An exact copy of the lines from the one containing "surface in the photo above." to the end of the records below is required, and nothing else.

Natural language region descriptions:
____________

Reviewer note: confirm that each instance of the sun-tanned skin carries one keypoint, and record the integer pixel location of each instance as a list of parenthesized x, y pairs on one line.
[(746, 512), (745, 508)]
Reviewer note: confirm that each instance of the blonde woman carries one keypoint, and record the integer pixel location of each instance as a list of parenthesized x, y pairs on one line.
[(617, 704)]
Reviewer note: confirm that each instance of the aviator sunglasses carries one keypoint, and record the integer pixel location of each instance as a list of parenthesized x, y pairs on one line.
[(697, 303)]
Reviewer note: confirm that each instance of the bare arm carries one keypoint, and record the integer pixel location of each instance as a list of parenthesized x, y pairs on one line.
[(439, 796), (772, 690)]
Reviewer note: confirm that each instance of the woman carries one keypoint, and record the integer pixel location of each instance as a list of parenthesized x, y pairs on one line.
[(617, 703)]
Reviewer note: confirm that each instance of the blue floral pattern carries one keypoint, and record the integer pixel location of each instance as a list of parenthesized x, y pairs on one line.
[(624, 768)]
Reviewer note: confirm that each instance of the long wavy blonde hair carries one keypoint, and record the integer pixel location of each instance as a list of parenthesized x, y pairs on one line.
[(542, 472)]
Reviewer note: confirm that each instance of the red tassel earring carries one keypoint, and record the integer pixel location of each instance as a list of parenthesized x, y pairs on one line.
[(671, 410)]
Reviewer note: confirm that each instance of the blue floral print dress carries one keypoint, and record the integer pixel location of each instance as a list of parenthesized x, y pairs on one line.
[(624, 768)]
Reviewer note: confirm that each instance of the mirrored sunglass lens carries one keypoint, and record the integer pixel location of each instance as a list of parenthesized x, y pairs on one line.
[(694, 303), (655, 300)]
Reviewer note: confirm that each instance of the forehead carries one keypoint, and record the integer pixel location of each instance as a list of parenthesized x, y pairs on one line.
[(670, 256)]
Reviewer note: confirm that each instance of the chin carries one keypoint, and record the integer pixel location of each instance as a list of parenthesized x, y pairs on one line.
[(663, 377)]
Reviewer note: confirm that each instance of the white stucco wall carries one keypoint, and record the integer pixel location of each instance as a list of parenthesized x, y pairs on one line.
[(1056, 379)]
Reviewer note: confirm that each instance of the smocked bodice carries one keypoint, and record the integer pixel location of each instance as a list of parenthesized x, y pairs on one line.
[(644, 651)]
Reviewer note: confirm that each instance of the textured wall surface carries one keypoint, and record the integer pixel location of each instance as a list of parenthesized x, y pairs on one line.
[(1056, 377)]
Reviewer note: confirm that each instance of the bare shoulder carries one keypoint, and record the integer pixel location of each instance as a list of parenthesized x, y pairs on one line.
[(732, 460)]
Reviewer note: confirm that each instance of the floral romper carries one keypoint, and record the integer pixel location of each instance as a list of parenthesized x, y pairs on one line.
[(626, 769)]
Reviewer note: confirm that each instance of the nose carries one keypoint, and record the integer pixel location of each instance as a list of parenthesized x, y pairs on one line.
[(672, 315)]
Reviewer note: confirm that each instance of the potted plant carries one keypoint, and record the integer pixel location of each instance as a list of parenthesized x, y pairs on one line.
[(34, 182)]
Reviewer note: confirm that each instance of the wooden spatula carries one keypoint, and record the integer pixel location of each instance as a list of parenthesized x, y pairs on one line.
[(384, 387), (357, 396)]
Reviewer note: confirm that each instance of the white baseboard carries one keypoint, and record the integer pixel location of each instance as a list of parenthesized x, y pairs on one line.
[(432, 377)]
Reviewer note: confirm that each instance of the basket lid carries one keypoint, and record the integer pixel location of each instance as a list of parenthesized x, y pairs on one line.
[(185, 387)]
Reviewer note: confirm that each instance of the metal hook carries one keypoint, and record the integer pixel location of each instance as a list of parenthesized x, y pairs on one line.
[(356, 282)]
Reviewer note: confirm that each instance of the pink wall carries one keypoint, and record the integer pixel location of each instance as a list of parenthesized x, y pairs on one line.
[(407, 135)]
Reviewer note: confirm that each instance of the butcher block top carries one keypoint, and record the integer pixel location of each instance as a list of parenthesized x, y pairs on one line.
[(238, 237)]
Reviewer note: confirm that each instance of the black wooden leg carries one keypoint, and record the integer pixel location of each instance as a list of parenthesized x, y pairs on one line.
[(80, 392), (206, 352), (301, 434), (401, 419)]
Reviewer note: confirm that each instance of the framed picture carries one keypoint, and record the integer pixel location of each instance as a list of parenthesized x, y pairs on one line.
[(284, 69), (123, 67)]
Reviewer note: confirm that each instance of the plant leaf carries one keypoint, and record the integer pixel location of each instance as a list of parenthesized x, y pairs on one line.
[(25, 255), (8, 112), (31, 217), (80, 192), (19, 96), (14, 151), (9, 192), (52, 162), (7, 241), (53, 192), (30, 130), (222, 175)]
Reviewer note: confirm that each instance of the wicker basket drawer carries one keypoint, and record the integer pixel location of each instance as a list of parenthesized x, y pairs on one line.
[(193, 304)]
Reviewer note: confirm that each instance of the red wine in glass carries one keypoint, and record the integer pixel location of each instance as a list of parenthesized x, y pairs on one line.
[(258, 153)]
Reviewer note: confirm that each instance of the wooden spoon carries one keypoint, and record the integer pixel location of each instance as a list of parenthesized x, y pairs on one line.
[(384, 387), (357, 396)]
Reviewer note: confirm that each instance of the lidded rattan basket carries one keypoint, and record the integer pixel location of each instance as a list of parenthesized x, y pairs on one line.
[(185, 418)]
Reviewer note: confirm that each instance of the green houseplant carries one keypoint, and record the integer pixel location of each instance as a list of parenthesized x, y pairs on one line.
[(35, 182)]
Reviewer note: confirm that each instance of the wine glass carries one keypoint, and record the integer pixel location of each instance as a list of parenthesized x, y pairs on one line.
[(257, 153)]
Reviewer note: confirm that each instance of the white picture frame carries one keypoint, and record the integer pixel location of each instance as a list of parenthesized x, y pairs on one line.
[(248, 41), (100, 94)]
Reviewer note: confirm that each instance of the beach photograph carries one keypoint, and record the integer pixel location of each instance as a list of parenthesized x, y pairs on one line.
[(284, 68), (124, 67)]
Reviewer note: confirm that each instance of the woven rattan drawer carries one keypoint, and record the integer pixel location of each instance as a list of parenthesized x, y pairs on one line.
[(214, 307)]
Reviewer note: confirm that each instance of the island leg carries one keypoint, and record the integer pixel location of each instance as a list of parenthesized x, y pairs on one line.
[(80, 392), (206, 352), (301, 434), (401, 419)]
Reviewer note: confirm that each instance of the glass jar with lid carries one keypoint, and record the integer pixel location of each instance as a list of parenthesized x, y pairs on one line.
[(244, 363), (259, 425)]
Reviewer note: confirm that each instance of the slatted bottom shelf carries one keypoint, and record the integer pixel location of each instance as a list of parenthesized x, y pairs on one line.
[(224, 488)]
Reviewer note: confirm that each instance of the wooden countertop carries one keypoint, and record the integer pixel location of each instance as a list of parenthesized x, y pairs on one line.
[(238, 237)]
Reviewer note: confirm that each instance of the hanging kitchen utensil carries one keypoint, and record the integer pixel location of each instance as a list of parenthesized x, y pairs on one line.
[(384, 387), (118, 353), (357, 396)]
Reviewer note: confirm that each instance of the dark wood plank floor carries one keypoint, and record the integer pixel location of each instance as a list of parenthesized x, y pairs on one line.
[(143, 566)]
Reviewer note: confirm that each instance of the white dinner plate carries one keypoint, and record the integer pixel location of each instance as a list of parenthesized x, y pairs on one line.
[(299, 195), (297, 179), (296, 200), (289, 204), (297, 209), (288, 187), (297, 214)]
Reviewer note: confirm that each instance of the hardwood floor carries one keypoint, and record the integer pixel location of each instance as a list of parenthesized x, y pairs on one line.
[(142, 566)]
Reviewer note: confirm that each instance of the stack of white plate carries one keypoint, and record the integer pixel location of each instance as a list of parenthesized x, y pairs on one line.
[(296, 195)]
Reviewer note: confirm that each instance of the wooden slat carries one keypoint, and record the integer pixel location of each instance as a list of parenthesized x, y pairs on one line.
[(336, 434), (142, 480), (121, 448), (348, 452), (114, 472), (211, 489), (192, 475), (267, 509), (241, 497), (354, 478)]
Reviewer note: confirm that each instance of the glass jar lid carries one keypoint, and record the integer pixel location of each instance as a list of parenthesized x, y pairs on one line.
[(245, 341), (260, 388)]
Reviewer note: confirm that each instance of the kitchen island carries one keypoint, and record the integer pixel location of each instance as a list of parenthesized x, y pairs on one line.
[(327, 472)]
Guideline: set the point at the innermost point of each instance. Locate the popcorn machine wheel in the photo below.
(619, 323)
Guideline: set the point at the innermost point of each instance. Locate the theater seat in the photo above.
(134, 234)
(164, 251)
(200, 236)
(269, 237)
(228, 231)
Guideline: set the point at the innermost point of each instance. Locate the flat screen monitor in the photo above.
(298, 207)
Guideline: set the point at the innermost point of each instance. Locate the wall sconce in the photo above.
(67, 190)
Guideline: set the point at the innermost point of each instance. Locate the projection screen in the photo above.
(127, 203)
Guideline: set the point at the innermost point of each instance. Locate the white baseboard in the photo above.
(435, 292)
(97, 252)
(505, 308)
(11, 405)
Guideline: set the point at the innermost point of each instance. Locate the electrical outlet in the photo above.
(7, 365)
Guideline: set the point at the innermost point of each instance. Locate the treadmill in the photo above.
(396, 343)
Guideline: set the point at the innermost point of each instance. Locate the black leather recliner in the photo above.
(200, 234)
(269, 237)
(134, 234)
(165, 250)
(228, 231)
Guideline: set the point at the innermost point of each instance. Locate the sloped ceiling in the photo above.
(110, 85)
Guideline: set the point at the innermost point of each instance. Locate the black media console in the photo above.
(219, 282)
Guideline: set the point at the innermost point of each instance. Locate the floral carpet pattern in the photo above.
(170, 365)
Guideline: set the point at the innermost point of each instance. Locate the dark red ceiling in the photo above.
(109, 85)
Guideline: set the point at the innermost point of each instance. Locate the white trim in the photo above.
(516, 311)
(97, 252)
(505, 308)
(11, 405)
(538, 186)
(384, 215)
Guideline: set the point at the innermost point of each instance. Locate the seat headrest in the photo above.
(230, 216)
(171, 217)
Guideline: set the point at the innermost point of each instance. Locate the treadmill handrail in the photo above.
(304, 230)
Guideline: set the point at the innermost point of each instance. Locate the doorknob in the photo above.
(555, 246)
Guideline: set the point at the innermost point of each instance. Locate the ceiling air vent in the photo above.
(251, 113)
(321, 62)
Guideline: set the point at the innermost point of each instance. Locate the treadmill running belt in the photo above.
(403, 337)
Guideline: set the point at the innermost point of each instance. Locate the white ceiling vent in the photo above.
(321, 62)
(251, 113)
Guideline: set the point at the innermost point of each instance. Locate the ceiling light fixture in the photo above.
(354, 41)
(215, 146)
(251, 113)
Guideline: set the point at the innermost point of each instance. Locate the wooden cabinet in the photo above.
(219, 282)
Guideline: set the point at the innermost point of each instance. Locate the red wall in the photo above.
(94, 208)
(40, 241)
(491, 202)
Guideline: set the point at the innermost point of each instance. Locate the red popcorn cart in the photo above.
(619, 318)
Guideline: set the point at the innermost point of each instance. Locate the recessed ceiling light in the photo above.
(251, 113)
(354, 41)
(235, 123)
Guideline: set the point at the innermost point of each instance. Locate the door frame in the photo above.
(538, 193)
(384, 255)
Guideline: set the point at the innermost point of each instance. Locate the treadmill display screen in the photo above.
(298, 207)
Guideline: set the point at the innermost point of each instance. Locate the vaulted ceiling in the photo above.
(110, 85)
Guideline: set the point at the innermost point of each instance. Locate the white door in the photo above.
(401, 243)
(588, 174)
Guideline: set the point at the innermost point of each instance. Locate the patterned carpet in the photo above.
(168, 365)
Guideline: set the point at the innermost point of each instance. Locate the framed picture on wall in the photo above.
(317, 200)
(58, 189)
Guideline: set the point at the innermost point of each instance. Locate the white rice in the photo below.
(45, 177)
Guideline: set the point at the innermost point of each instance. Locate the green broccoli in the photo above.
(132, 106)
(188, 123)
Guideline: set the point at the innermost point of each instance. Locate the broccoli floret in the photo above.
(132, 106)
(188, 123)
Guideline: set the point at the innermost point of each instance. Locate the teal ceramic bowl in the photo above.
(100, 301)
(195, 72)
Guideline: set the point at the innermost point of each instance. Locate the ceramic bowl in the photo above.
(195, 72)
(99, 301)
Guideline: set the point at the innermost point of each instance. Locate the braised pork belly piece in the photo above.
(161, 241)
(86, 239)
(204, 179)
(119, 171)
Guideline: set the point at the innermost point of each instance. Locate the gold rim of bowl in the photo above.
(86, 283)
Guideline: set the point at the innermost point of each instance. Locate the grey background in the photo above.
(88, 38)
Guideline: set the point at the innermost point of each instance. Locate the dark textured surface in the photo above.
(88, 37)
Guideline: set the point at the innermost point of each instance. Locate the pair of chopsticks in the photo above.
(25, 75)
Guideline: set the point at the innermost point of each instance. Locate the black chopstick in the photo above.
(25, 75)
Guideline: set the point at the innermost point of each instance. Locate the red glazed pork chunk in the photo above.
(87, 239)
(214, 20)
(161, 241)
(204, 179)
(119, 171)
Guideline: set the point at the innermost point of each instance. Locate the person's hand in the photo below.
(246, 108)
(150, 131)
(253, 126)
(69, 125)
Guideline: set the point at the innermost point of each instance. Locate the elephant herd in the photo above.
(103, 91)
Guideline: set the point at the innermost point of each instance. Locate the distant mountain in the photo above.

____________

▶ Answer for the task
Guideline: set the point at the innermost point of each instance. Locate the dark textured surface in the photo above.
(88, 37)
Guideline: set the point at the innermost point of each instance. Locate the pair of chopsticks in the photo above.
(25, 75)
Guideline: set the point at the innermost point of each instance. Locate the black chopstick in the photo above.
(25, 75)
Guideline: set the point at the innermost point of each instance. Locate the red glazed pork chunk in the photo above.
(87, 239)
(214, 20)
(161, 241)
(204, 179)
(119, 171)
Guideline: set the point at the innermost point of each instance. Locate the person's hand in the photo below.
(246, 108)
(150, 131)
(253, 126)
(69, 125)
Guideline: set the point at the innermost point of each instance. Locate the elephant herd in the photo above.
(103, 91)
Guideline: set the point at the innermost point of each instance. Locate the distant mountain in the photo above.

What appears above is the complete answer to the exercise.